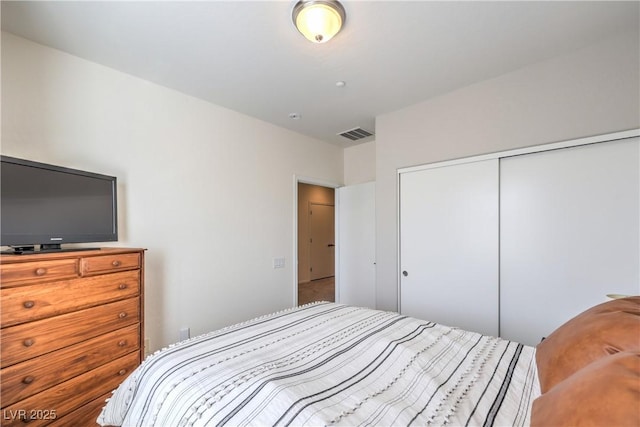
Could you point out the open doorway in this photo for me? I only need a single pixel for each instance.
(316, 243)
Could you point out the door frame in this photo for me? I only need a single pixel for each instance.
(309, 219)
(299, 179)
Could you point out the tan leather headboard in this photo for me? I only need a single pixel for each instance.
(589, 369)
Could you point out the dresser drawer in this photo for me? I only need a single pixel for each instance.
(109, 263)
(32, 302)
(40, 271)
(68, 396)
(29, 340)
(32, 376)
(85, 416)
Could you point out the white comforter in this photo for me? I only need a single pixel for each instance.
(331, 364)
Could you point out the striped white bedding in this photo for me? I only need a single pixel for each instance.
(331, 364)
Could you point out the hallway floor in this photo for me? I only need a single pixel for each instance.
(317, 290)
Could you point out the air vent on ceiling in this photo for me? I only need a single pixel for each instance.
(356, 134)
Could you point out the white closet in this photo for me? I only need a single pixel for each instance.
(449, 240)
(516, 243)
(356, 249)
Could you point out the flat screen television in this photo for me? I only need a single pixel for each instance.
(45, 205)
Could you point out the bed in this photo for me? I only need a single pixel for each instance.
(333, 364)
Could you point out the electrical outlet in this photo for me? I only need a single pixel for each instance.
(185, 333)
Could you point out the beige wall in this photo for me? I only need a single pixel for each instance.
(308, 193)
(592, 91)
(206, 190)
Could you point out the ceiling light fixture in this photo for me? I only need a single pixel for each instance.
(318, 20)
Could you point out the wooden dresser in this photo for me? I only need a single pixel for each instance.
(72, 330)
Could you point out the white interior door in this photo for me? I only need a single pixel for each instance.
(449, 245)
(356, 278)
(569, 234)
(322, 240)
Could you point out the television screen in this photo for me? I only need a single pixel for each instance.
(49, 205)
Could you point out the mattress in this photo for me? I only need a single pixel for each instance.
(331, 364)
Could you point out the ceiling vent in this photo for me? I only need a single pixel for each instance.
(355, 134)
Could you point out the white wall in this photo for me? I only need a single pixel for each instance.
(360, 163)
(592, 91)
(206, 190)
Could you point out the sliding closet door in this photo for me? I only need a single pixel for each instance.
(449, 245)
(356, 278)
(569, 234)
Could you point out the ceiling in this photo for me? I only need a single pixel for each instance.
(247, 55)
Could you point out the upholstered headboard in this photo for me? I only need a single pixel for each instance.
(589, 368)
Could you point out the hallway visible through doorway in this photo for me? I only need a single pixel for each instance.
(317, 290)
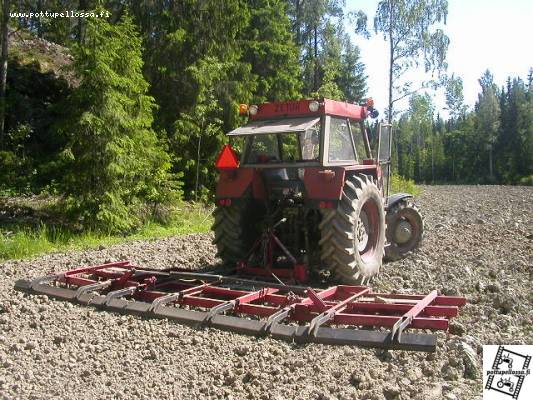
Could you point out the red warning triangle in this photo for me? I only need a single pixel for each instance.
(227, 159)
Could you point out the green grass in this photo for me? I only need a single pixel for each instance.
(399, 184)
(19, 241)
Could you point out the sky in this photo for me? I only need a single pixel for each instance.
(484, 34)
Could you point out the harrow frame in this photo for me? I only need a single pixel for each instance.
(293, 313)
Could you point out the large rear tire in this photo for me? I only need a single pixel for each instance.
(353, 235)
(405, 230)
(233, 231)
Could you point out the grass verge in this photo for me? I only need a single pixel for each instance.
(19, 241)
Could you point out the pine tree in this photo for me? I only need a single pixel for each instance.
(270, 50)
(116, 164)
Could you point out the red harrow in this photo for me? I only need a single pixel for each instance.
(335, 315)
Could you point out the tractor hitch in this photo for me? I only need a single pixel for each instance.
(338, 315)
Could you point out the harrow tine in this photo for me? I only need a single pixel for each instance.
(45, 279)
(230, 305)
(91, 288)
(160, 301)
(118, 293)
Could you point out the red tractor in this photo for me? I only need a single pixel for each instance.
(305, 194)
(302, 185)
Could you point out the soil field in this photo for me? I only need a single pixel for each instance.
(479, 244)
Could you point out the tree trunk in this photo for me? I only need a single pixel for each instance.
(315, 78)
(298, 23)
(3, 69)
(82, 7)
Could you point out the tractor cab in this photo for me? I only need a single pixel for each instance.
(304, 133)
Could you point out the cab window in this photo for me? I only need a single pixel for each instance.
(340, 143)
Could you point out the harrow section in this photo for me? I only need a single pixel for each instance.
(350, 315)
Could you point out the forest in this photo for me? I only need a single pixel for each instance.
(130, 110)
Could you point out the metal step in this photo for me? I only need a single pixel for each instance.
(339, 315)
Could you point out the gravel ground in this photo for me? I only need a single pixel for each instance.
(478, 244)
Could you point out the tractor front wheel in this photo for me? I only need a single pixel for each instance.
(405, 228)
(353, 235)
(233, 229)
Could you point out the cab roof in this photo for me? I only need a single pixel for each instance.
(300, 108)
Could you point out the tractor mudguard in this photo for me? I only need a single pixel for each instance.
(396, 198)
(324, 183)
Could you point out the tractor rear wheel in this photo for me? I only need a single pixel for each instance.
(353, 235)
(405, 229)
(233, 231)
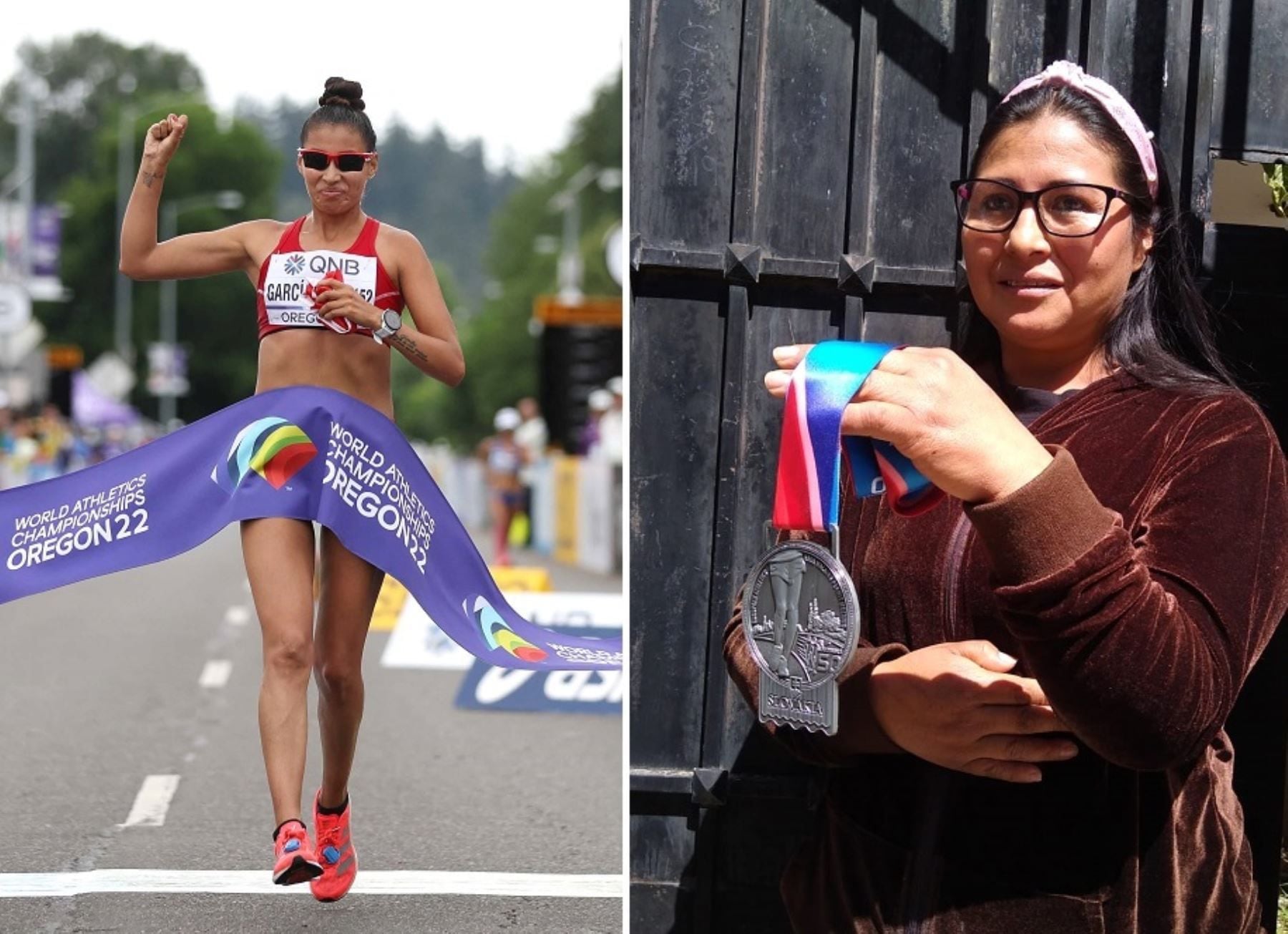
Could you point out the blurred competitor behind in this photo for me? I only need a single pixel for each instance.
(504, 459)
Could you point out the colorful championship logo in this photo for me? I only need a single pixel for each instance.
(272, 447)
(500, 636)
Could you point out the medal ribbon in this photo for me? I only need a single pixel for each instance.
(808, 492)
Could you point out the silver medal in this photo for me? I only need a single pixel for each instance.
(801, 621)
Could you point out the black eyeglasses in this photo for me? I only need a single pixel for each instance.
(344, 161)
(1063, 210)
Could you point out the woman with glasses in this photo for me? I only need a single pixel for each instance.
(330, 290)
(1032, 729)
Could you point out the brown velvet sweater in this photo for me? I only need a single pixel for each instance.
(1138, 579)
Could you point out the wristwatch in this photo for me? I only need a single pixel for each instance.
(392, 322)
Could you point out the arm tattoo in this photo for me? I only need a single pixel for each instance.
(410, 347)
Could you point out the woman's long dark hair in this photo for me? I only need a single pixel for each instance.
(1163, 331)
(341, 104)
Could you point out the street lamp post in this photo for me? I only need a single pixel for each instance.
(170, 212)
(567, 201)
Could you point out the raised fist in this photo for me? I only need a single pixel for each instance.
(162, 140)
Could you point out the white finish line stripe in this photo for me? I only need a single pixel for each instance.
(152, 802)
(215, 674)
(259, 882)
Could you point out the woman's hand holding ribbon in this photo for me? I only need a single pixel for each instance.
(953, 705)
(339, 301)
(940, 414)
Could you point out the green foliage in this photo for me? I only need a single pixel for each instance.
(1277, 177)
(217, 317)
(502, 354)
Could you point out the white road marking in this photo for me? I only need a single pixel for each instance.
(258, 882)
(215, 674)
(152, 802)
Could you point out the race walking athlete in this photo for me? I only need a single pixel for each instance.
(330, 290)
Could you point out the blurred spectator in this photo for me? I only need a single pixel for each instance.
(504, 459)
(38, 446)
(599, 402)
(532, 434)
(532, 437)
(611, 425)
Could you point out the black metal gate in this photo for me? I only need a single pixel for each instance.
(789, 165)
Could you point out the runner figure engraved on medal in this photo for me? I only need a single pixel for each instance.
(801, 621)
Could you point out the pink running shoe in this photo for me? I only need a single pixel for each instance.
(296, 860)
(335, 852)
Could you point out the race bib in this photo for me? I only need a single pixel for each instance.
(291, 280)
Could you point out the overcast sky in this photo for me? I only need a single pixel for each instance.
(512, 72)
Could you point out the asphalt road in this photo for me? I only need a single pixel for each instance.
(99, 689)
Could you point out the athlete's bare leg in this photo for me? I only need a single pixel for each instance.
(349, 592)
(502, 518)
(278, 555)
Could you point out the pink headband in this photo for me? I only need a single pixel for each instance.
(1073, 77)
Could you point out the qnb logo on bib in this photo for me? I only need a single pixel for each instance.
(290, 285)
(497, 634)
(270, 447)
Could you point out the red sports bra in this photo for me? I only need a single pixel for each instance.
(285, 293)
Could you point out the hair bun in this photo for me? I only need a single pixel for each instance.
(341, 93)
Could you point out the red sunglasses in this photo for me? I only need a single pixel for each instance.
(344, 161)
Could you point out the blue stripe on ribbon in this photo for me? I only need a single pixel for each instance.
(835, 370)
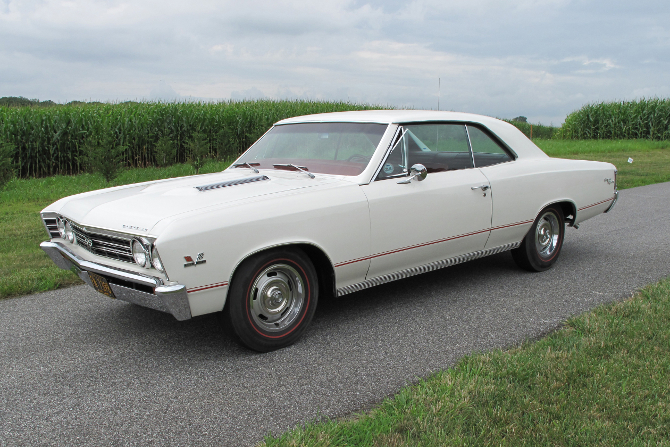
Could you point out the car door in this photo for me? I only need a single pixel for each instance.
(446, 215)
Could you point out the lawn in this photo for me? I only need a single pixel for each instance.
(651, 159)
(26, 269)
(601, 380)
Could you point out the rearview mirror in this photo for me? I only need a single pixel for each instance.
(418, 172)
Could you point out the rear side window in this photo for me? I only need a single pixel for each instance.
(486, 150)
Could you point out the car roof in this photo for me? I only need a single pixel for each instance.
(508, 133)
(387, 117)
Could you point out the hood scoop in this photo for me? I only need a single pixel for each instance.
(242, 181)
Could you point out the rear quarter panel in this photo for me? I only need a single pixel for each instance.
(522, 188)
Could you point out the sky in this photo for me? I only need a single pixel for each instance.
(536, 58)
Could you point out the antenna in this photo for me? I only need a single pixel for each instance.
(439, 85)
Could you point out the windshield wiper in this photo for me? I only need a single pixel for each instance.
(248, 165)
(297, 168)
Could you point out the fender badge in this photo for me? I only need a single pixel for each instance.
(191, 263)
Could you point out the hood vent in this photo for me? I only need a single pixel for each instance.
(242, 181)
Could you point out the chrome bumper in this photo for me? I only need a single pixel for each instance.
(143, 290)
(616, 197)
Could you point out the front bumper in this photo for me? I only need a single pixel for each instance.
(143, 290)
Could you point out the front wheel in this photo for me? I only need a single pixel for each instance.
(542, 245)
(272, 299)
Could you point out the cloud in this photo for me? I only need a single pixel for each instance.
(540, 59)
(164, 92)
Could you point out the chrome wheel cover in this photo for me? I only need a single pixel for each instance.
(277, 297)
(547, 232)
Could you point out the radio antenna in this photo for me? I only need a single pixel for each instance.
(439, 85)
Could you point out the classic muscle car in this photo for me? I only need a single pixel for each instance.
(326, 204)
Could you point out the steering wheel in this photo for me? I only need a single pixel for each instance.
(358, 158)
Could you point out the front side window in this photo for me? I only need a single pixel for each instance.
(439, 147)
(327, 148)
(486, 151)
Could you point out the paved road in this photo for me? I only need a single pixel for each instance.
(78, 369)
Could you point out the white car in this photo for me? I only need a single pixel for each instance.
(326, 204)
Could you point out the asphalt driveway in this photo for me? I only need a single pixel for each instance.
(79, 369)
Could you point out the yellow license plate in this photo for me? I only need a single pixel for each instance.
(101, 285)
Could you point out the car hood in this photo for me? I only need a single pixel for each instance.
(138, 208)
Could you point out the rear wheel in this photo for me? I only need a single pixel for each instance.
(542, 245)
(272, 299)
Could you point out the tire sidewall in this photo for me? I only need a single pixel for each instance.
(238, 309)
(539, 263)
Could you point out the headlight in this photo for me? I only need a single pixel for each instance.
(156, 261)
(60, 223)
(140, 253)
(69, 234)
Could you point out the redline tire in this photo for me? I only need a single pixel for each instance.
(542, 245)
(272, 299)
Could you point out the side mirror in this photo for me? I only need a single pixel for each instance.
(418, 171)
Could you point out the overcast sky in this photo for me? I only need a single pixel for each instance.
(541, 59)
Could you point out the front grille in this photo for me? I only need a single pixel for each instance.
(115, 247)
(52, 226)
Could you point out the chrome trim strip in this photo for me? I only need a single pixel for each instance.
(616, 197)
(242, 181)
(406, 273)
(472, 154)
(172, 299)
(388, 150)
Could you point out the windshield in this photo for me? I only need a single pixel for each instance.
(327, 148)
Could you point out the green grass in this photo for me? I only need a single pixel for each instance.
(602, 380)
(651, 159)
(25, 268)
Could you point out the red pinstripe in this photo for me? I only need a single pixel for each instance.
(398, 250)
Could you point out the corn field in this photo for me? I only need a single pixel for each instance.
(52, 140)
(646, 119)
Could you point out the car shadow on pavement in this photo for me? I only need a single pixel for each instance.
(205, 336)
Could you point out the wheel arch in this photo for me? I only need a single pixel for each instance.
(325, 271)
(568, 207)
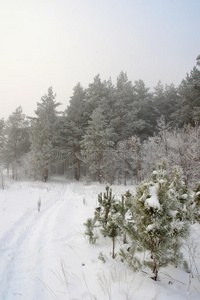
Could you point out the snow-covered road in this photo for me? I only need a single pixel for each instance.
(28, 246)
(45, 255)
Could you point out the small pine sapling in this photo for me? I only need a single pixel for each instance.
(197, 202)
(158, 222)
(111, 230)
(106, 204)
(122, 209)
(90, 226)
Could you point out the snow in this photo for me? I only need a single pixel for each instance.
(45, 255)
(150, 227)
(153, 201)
· · ·
GIVEN REQUEST:
Reproduce the lines above from the one containing "Could you point out the red pinstripe" through the last line, requests included, with every coordinate in the answers multiplied by 0.75 and rounded to a whole number, halves rounded up. Omit the pictures.

ANSWER TO THE PROBLEM:
Could you point out the red pinstripe in this photo for me? I only need a single pixel for each instance.
(299, 188)
Could you point out the corn field in this photo for me? I only need a single pixel for each instance.
(39, 105)
(485, 89)
Could you point out the car shadow on pavement in this photo for me? I only need a single pixel for each instance.
(154, 252)
Could you point out the wheel arch in this photo for me? I only need a single pixel for each instance.
(244, 203)
(426, 155)
Could you point out the snow-covered road in this photo for me? I only need a single pixel for each instance.
(21, 185)
(34, 191)
Could you point out the small pine sapling in this photo for me? I only need a single pixel for each instance.
(148, 152)
(119, 167)
(83, 173)
(80, 153)
(92, 157)
(68, 170)
Could you point out the snow in this photo for me? I only need a single pixel for each instance.
(34, 191)
(113, 170)
(115, 151)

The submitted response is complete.